Orbits run backwards more or less as well as they run forwards. So if
something is now in a circular orbit at 20310.8 km radius, if time is
reversed it's not going to go flying back out into interplanetary
space - it'll still be in a circular orbit.


Doesn't entropy enter into it? Cynthia would steal some energy from
Earth and speed up as it falls into circular orbit.


Neither Entropy nor Conservation of Energy work that way. "Cynthia" doesn't
"steal" energy. The Earth / "Cynthia" system _HAS_ a certain amount of
total energy, which is conserved; because gravity is a pairwise interaction,
that total energy can't be attributed solely to either Earth or "Cynthia,"
but only to the system as a whole.


So the sum of Earth+Cynthia energy is constant (actually
Earth+Cynthia+Luna) but that doesn't mean Cynthia's energy can't
increase at the expense of Earth's. Ex; when a probe swings around
Jupiter to take advantage of the 'slingshot effect', is it not
speeding up while Jupiter is slowing down infinitesimally?

Doesn't entropy dictate that we can't just run the tape backwards?


Only if friction or other dissipative forces are important. Why do you
expect your "Cynthia" to run into "friction" ???

• • • • • • •

▶ _Exercise task A_: Sum up the orbit discussion in two sentences.

Records from a data source
• • • • • • •

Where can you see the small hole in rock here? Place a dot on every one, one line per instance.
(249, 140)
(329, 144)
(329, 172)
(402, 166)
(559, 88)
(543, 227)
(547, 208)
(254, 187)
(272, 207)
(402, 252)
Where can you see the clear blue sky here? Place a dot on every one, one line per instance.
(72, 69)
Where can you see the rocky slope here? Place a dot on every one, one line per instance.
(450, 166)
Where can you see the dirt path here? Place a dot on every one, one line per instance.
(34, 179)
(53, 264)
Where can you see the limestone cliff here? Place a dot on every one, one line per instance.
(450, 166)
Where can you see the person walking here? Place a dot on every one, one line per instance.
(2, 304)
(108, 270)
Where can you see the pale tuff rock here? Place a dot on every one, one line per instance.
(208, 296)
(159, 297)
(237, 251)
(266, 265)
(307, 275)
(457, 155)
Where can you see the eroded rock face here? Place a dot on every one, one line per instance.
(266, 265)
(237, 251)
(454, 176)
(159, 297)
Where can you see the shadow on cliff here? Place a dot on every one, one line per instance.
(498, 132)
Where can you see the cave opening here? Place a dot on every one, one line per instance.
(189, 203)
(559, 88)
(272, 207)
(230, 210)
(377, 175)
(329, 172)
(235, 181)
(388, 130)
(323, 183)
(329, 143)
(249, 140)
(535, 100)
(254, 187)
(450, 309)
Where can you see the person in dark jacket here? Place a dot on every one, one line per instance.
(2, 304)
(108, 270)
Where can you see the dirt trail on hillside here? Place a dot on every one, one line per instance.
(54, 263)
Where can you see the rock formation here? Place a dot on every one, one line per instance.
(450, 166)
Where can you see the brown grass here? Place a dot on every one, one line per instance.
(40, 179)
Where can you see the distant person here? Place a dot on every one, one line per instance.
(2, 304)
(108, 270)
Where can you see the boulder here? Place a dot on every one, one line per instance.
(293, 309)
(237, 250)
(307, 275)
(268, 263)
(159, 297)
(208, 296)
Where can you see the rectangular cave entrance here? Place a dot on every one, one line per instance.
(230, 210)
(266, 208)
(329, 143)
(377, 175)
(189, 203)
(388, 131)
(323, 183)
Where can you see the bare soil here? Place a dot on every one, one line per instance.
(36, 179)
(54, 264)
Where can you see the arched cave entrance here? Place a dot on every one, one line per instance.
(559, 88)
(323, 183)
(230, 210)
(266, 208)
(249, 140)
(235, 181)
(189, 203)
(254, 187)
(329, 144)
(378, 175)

• • • • • • •

▶ _Exercise task B_: In the records, start at the line that has "Where can you see the bare" and go through the last line of the records. Write those lines out again, changing "arched" to "rounded" and leaving everything else the same.

▶ _Task result A_: Orbits run backwards about as well as forwards, so an object now in a circular orbit would still be in one if time were reversed, and the Earth and "Cynthia" system has a conserved total energy that belongs only to the system as a whole. Asked whether Cynthia's energy can still grow at Earth's expense, as with a slingshot around Jupiter, and whether entropy forbids running the tape backwards, the reply is that entropy matters only if friction or other dissipative forces are important.

▶ _Task result B_:
Where can you see the bare soil here? Place a dot on every one, one line per instance.
(36, 179)
(54, 264)
Where can you see the rounded cave entrance here? Place a dot on every one, one line per instance.
(559, 88)
(323, 183)
(230, 210)
(266, 208)
(249, 140)
(235, 181)
(189, 203)
(254, 187)
(329, 144)
(378, 175)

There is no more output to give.